University of Oxford v Humphreys
CourtCourt of Appeal
Citation(s)[1][2]
Case opinions
Potter LJ
Keywords
Transfer of undertakings

University of Oxford v Humphreys[1] is a UK employment law case concerning transfers of undertakings, and the job security rights of employees. It is authority for the proposition that, if an employee objects to a proposed change, he or she can be in a good position to claim constructive dismissal.

Facts

Mr Humphreys worked as an examiner for the Oxford Delegacy, and was to become a new Associated Examining Board employee. That would adversely affect his working conditions. He previously had tenure, and could only be sacked for wilful misconduct. He objected before the transfer (see TUPER 2006 regulation 4(7), but more crucially regulation 4(9) and art 4(2)), and then alleged constructive dismissal. Oxford University responded that they were not Humphreys' employers at the time of the transfer, because his claim of constructive dismissal effectively meant he had already resigned, and was thus no longer an "employee".

Judgment

Potter LJ held that to accept the University's argument would make a nonsense of the Directive. Instead, the judge declared that Mr Humphreys' objection was effective to establish a valid claim of constructive dismissal against the University. The judge observed:

28. In approaching the proper construction of the Regulations, it seems to me essential to bear in mind the purpose and content of the Directive as elucidated in the decisions of the European Court. In that respect it is clear that, as earlier set out (see paragraph 8 above), the purpose of the Directive is the protection of the employee by enabling him, upon transfer, to enjoy the same terms and conditions of employment as formerly. Whilst the machinery for effecting such purpose is to provide in Article 3.1 for a wholesale transfer of the transferor's rights and obligations to the transferee, it is no part of the Directive's intention to require that the employee's rights against the transferor arising from the relationship up to transfer should be extinguished. In this respect it is stated that Member States may provide that, after the date of transfer, the transferor should continue to be liable in respect of its obligations up to that date.

┄┄┄┄┄┄┄┄┄┄

→ Exercise prompt
Set down the passage on University of Oxford v Humphreys word for word, starting with "University of Oxford v Humphreys[1]" and going on through "claim constructive dismissal.".

┄┄┄┄┄┄┄┄┄┄

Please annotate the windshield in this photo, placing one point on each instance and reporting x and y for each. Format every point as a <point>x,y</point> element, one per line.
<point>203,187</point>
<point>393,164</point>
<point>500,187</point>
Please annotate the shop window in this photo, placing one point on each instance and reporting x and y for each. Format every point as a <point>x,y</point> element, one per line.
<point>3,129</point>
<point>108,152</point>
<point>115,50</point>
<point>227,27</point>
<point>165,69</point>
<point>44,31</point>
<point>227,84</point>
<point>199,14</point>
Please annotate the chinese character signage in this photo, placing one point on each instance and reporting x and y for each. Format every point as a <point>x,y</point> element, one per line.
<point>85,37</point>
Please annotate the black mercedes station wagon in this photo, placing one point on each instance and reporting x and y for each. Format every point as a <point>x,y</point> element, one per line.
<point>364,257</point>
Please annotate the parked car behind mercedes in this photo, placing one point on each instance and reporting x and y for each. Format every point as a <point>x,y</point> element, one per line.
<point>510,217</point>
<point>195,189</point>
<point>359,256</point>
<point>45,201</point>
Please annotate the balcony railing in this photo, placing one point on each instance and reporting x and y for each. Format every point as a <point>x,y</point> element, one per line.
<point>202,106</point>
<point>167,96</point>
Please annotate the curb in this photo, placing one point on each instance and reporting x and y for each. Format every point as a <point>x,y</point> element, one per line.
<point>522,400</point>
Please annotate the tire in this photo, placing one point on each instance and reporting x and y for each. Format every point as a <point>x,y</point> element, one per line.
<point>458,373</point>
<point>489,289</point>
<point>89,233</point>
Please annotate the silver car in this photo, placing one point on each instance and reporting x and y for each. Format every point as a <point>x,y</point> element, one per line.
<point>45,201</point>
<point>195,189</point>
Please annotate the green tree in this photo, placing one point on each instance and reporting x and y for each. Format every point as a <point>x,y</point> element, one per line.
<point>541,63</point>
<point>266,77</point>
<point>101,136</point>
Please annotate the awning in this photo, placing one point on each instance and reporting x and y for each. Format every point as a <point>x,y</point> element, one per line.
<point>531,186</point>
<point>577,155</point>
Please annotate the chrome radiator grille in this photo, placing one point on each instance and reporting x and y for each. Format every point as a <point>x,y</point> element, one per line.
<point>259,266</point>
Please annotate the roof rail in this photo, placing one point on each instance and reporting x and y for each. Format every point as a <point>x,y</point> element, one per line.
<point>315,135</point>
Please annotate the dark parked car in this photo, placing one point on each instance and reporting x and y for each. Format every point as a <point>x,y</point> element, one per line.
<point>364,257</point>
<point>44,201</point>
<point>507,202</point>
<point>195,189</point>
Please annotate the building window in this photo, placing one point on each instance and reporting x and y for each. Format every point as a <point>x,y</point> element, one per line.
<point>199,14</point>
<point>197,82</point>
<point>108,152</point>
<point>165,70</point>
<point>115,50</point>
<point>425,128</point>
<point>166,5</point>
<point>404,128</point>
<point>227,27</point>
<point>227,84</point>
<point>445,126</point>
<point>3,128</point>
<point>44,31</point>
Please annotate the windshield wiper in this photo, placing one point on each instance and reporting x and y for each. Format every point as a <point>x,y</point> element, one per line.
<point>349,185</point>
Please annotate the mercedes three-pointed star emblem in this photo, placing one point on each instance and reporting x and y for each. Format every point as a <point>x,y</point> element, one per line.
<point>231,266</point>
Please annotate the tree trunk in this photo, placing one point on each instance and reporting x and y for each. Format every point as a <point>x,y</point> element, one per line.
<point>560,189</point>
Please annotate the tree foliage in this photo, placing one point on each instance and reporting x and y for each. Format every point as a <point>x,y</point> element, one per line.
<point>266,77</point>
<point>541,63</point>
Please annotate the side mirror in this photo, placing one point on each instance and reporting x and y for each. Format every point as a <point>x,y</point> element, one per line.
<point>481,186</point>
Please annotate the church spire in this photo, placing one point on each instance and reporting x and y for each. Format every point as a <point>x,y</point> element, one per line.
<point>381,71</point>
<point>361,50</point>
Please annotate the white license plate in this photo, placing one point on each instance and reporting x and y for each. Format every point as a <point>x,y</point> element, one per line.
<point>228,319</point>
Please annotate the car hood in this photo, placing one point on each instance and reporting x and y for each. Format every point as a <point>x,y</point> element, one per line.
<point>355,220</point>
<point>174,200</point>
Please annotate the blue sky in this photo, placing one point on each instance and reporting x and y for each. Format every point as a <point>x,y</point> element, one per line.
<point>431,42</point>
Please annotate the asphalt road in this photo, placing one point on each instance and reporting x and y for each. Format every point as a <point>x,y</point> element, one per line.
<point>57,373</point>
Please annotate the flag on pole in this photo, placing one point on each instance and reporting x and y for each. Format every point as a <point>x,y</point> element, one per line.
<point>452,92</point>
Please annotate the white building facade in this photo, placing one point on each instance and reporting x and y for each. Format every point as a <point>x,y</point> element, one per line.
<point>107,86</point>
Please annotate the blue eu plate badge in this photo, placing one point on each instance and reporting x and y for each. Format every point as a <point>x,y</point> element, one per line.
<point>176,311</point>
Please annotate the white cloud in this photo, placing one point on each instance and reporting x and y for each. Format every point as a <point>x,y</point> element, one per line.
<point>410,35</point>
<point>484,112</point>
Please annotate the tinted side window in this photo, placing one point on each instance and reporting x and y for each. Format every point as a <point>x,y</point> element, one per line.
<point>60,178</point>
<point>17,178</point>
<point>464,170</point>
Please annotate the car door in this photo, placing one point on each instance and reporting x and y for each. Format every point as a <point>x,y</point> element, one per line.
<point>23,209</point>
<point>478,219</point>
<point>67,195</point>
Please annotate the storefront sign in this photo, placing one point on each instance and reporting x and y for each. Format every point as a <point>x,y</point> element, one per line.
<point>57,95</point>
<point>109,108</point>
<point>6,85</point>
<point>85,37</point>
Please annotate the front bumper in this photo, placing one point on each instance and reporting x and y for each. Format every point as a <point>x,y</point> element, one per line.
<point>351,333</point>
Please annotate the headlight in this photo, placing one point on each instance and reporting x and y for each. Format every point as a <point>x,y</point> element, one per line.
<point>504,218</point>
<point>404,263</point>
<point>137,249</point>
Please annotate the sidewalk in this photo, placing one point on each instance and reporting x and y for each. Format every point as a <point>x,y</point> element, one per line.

┄┄┄┄┄┄┄┄┄┄

→ Problem solution
University of Oxford v Humphreys[1] is a UK employment law case concerning transfers of undertakings, and the job security rights of employees. It is authority for the proposition that, if an employee objects to a proposed change, he or she can be in a good position to claim constructive dismissal.